• _Problem to work on_
Copy word for word the stretch of the listing from the line containing "Guideline: for each instance of the orange" through the end of the listing, both ends included.

Stored records:
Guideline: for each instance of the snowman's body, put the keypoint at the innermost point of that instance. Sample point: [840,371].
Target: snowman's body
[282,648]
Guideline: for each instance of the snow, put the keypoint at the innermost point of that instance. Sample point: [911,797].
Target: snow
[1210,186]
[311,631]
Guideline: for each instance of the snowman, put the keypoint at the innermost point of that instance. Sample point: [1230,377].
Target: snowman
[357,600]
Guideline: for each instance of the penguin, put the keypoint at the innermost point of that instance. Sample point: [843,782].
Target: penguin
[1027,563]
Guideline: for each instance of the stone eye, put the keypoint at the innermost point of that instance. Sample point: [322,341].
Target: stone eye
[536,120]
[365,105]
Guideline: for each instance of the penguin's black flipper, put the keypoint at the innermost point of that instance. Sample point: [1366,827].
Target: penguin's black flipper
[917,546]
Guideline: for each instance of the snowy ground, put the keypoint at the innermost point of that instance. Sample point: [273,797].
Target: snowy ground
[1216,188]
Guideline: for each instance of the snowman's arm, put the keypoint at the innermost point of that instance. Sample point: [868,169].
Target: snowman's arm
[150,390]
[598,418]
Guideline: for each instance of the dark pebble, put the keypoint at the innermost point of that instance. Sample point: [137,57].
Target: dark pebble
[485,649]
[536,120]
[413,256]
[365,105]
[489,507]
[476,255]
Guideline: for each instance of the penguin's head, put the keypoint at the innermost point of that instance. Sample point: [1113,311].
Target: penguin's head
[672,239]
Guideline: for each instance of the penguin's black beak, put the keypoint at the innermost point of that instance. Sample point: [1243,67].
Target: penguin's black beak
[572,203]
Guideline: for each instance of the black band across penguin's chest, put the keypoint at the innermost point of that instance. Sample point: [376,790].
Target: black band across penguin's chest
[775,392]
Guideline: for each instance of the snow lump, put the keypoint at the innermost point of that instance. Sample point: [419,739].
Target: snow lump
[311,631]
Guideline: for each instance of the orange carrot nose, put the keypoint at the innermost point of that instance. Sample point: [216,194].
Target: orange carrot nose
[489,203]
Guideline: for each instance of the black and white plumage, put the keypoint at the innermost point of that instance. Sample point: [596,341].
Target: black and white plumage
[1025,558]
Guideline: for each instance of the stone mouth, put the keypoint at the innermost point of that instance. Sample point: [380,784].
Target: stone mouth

• _Solution to the exercise_
Guideline: for each instance of the orange carrot nose, put the keypoint at the innermost point of that instance. Sample point: [216,194].
Target: orange carrot nose
[489,203]
Guideline: for each instance of the black and white plumage, put the keypoint at the innermost point of that instance. Sample point: [596,341].
Target: black and white plumage
[1025,558]
Guideline: for each instance of the stone mouth, put the keypoint at the innermost point of that instance. Sample point: [380,784].
Target: stone mouth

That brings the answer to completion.